** GIVEN TASK 1 **
According to the forum thread below, what formula is commonly used for theoretical hull speed?

** READING TEXT **

The 3rd question relates to my lack of experience in the marine world and is a reoccurring problem. If I decide to replace the prop and don't want to try it myself (I'm pretty sure about this one), how do I find a professional to do it? I'm not even sure what exactly to look up in the yellow pages. What's the best way to go about this? Of course I chat with people when I see them at marinas and so forth but in half a season I haven't build up many resources here. Thanks.


----------



## ByAirAndBySea (Apr 30, 2009)

sailingdog said:


> I was thinking the same thing.


If I'm not mistaken... if it is a true displacement boat.. that's actually impossible to go that fast for that size boat no matter how slick or how much power. No doubt the gps is giving boat + current speed.


----------



## SlowButSteady (Feb 17, 2010)

ByAirAndBySea said:


> If I'm not mistaken... if it is a true displacement boat.. that's actually impossible to go that fast for that size boat no matter how slick or how much power. No doubt the gps is giving boat + current speed.


Not impossible, just more difficult. There is nothing "magic" about theoretical hull speed. The commonly used formula (1.34 times the square-root of the waterline) is the speed at which the bow wave/wake is exactly the waterline length. Getting a boat to go faster than this means that the boat starts to "climb" its bow wave, or pitch up a bit. Since this takes a bit of energy, more power is required to move the boat. Think of how a planing motorboat behaves before it gets on to a plane: first it acts like a regular displacement hull, essentially sitting level as it moves forward; as the speed increases, it starts to pitch up (this is where it is a bit above hull speed and is "climbing" its bow wave); then, as it gets going faster it seems to "jump forward" and up onto a plane. A Catalina 27 with an A4 (nominally 30hp) has about three times as much power available as it needs to travel at hull speed with a clean bottom. So, if the engine was putting out about 1/3 to 1/2 of its rated hp (or about 10 to 15 hp of 30 hp), the boat would go at just about hull speed (about 6.3 kts for a Cat 27). The rest of the power output of the engine (15 to 20 hp) is needed to get it past hull speed and up to 7.5 kts.

** GIVEN TASK 2 **
Extract every line of the listing below that contains the string "lines". Case counts.

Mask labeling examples

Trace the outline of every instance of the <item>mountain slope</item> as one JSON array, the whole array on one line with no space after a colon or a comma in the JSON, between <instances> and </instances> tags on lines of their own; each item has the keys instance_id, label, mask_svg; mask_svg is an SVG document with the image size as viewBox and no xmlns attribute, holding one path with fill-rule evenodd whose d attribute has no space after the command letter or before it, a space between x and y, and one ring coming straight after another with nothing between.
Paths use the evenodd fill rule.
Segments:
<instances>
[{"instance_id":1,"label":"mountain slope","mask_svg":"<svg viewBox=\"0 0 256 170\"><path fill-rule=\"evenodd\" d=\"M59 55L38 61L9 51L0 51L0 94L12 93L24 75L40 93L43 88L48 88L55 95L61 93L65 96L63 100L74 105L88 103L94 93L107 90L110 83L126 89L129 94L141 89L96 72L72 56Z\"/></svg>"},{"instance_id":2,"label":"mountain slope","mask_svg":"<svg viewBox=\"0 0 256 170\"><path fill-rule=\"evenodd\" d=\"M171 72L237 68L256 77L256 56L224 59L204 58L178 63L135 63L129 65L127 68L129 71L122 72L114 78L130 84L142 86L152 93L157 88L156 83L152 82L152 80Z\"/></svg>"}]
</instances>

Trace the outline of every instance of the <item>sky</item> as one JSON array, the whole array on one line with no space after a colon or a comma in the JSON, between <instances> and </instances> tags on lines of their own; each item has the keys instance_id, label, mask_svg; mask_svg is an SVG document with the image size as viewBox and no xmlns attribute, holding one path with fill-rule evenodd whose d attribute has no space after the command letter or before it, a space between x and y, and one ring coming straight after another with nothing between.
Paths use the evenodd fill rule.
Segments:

** WRITTEN SOLUTION 1 **
1.34 times the square root of the waterline

** WRITTEN SOLUTION 2 **
Trace the outline of every instance of the <item>mountain slope</item> as one JSON array, the whole array on one line with no space after a colon or a comma in the JSON, between <instances> and </instances> tags on lines of their own; each item has the keys instance_id, label, mask_svg; mask_svg is an SVG document with the image size as viewBox and no xmlns attribute, holding one path with fill-rule evenodd whose d attribute has no space after the command letter or before it, a space between x and y, and one ring coming straight after another with nothing between.
Trace the outline of every instance of the <item>sky</item> as one JSON array, the whole array on one line with no space after a colon or a comma in the JSON, between <instances> and </instances> tags on lines of their own; each item has the keys instance_id, label, mask_svg; mask_svg is an SVG document with the image size as viewBox and no xmlns attribute, holding one path with fill-rule evenodd whose d attribute has no space after the command letter or before it, a space between x and y, and one ring coming straight after another with nothing between.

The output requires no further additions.